* **What you are asked to do**: What is needed here is every entry, retyped exactly.
### Dataset records ###
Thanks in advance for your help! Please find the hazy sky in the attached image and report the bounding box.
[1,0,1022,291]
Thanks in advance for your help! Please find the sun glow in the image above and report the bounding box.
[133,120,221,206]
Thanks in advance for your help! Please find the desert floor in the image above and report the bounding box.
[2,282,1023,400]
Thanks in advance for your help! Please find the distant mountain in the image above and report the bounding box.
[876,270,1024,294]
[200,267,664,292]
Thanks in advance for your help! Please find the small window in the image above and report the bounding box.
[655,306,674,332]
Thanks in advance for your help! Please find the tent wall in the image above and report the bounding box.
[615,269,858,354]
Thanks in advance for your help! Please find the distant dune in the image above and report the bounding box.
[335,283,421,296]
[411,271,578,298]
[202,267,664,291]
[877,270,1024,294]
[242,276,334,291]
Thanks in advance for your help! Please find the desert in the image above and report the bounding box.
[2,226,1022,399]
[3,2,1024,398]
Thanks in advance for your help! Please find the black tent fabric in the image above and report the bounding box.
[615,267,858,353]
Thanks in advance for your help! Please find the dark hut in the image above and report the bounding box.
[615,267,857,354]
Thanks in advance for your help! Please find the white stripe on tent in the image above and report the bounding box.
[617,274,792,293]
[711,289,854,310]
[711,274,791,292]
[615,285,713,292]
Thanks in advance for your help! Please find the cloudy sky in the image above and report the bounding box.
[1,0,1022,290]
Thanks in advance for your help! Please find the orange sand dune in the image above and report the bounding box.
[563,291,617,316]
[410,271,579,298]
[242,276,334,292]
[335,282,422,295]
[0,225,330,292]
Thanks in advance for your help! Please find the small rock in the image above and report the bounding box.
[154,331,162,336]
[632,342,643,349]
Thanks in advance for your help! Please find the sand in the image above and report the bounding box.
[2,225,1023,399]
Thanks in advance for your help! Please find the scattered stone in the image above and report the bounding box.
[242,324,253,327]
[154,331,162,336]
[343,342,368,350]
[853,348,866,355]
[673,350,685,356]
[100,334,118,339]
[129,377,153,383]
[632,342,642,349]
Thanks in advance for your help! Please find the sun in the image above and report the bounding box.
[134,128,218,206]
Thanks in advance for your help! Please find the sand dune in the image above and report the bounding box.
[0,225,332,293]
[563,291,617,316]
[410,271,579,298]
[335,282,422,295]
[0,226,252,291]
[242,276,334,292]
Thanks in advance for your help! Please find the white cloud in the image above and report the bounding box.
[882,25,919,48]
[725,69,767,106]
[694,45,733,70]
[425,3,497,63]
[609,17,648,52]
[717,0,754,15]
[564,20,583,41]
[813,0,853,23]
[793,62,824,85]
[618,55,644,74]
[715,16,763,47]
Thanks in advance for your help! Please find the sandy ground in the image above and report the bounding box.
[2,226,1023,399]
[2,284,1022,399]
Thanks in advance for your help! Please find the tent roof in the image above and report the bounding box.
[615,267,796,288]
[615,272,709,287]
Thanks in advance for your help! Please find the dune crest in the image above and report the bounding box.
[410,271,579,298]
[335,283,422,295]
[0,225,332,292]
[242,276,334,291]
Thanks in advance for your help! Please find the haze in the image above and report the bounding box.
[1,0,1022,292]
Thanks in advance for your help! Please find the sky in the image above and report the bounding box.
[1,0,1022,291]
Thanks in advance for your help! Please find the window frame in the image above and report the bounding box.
###
* **Exercise answer**:
Thanks in advance for your help! Please find the hazy sky in the attached image and report the bounding box.
[1,0,1022,291]
Thanks in advance for your help! Please find the sun glow in the image above and report the bounding box.
[133,120,221,206]
Thanks in advance for your help! Please find the desert floor in the image above and report the bounding box.
[2,282,1023,400]
Thanks in advance for your help! Please find the distant mountain in the image above and report the bounding box.
[876,270,1024,294]
[200,267,664,292]
Thanks in advance for your help! Please find the small window in the image above and report the bounding box.
[655,306,674,332]
Thanks in advance for your help! Please find the tent wall in the image above and report the bounding box.
[615,269,858,354]
Thanks in advance for your help! Please find the distant dune in the image above and report the bounding box.
[335,283,421,296]
[411,271,578,298]
[202,267,664,291]
[877,270,1024,294]
[242,276,334,291]
Thanks in advance for your help! Please find the desert in the image above and report the bounding box.
[2,226,1022,399]
[3,2,1024,398]
Thanks in advance for your help! Please find the black tent fabric in the image above and report the bounding box.
[615,267,858,353]
Thanks in advance for your help! Please find the dark hut in the image above and report the bounding box.
[615,267,857,354]
Thanks in advance for your help! Please find the white stripe on tent in the image above and report the bounding box.
[617,274,792,293]
[711,289,854,310]
[711,274,791,292]
[615,285,713,292]
Thanks in advance for your help! Please find the cloudy sky in the image above and report the bounding box.
[1,0,1022,290]
Thanks in advance for your help! Please find the orange sand dune in the image above and report the bounding box.
[563,291,617,316]
[410,271,579,298]
[242,276,334,292]
[335,282,422,295]
[0,225,330,292]
Thanks in advance for your help! Please find the small rock in the image above and report the bounding box.
[154,331,162,336]
[632,342,643,349]
Thanks in advance for your help! Please find the sand in the image above and report the bounding box.
[2,225,1023,399]
Thanks in advance for your help! Please find the scattered stone in the image above and report the bounding box.
[242,324,253,327]
[154,331,162,336]
[343,342,368,350]
[853,348,866,355]
[673,350,685,356]
[100,334,118,339]
[129,377,153,383]
[632,342,642,349]
Thanks in advance for your help! Please find the sun in the image above and report the bounding box.
[134,128,218,206]
Thanks in advance for your help! Please find the sand dune in the image above and report the bounding box.
[0,225,332,293]
[563,291,617,316]
[410,271,579,298]
[335,282,422,295]
[0,226,252,291]
[242,276,334,292]
Thanks in advance for your help! Please find the white cloud in the image above and report the bounding box.
[882,25,919,48]
[725,69,767,106]
[694,45,733,70]
[425,3,497,63]
[609,17,648,52]
[717,0,754,15]
[564,20,583,41]
[813,0,853,23]
[793,62,824,85]
[618,55,644,74]
[715,16,763,47]
Thanks in advance for your help! Please find the sandy ground in the image above and report the bounding box.
[2,226,1023,399]
[2,284,1022,399]
Thanks in advance for your help! Please find the tent roof in the image above and report the bounding box.
[615,267,796,288]
[615,272,709,287]
Thanks in advance for your help! Please find the dune crest in the image above and report the bounding box.
[410,271,579,298]
[335,283,422,295]
[0,225,332,292]
[242,276,334,291]
Thanks in advance for your help! Please find the haze in the image above and report the bounding box.
[1,0,1022,292]
Thanks in advance for your help! Please find the sky in the image above and report the bounding box.
[1,0,1022,291]
Thanks in advance for your help! Please find the window frame in the image above and report the bounding box.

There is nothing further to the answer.